> _Activity_
From the entries below, copy exactly the lines from the one that contains "request = one point per instance of the curly" through the one that contains "target = bikini strap", both included, and only those.

[Saved entries]
═══

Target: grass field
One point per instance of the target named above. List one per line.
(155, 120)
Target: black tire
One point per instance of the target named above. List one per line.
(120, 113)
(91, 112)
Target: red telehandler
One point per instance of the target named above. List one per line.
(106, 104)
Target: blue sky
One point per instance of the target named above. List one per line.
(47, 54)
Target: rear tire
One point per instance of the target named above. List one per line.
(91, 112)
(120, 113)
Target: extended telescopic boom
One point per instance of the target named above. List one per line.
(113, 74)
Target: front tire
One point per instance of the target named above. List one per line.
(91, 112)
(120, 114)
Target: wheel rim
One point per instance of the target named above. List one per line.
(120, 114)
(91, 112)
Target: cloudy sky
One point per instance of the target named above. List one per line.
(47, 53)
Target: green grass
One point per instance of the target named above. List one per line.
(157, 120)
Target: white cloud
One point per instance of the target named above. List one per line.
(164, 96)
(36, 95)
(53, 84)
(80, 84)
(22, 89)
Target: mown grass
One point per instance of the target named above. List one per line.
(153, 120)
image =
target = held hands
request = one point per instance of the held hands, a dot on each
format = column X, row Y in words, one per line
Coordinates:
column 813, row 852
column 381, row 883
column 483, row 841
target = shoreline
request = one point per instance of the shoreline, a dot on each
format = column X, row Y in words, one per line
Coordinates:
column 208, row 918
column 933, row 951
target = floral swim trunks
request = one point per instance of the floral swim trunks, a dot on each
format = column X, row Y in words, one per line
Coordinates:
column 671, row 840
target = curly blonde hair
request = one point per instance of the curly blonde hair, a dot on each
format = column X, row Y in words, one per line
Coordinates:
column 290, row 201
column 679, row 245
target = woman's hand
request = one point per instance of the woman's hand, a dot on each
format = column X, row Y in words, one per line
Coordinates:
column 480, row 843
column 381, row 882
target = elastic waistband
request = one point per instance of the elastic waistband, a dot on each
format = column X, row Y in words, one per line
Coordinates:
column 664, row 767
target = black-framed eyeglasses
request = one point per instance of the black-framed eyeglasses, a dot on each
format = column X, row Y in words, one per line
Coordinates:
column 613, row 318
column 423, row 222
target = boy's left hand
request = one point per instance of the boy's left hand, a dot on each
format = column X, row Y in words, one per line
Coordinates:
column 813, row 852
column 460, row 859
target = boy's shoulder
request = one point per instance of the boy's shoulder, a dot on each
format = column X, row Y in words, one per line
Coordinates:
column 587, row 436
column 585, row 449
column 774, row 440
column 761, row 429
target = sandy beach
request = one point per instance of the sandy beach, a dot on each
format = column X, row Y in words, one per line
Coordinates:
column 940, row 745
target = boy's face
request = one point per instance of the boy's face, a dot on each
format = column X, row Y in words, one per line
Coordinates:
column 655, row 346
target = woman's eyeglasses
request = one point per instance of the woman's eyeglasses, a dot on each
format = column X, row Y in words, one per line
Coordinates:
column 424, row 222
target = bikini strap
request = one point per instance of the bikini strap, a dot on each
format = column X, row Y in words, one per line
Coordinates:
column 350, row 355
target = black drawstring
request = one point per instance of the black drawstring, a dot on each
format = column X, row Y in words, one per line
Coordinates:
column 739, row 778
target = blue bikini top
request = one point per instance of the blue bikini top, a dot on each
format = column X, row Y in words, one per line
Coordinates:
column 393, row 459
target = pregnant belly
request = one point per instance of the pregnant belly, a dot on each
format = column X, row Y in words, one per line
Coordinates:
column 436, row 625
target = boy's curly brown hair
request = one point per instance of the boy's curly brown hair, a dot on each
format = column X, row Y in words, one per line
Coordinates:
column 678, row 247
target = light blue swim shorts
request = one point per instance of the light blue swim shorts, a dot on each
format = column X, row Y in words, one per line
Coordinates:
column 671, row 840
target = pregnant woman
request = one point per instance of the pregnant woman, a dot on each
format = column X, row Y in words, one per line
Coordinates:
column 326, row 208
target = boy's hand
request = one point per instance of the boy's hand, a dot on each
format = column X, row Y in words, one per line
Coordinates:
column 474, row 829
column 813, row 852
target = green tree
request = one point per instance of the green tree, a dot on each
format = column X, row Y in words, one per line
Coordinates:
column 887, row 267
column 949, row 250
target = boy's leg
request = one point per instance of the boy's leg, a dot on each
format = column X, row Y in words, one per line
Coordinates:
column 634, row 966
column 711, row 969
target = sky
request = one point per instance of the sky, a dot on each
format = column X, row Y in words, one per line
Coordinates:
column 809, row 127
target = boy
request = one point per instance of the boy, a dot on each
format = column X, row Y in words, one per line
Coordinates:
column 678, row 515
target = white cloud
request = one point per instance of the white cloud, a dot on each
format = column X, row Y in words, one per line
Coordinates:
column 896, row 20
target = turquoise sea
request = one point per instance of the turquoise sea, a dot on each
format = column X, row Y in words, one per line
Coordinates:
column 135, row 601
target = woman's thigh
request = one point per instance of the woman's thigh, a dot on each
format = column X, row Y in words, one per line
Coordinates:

═══

> _Answer for the task_
request = one point per instance of the curly blonde hair, a dot on each
format = column X, row Y in words, one per line
Coordinates:
column 290, row 201
column 679, row 245
target = woman's hand
request = one point per instance of the woman's hand, a dot on each
format = column X, row Y in words, one per line
Coordinates:
column 480, row 843
column 381, row 882
target = elastic waistband
request = one point per instance of the elastic waistband, a dot on each
format = column X, row Y in words, one per line
Coordinates:
column 664, row 767
target = black-framed eyeglasses
request = one point per instance of the black-framed eyeglasses, a dot on each
format = column X, row Y in words, one per line
Coordinates:
column 613, row 318
column 423, row 222
target = boy's left hand
request = one point per instance of the boy's left hand, a dot on each
format = column X, row Y in words, one per line
Coordinates:
column 813, row 852
column 460, row 859
target = boy's shoulder
request = one point per instance of the boy's shoulder, a dot on each
format = column X, row Y in words, one per line
Coordinates:
column 587, row 436
column 585, row 449
column 774, row 440
column 761, row 429
target = sandy beach
request = one point per instance of the sandy beach, a dot on each
format = column X, row Y in words, one per line
Coordinates:
column 940, row 745
target = boy's face
request = one point per instance of the boy's face, a dot on each
format = column X, row Y in words, one per line
Coordinates:
column 655, row 346
target = woman's eyeglasses
request = one point per instance of the woman's eyeglasses, a dot on each
format = column X, row Y in words, one per line
Coordinates:
column 424, row 222
target = bikini strap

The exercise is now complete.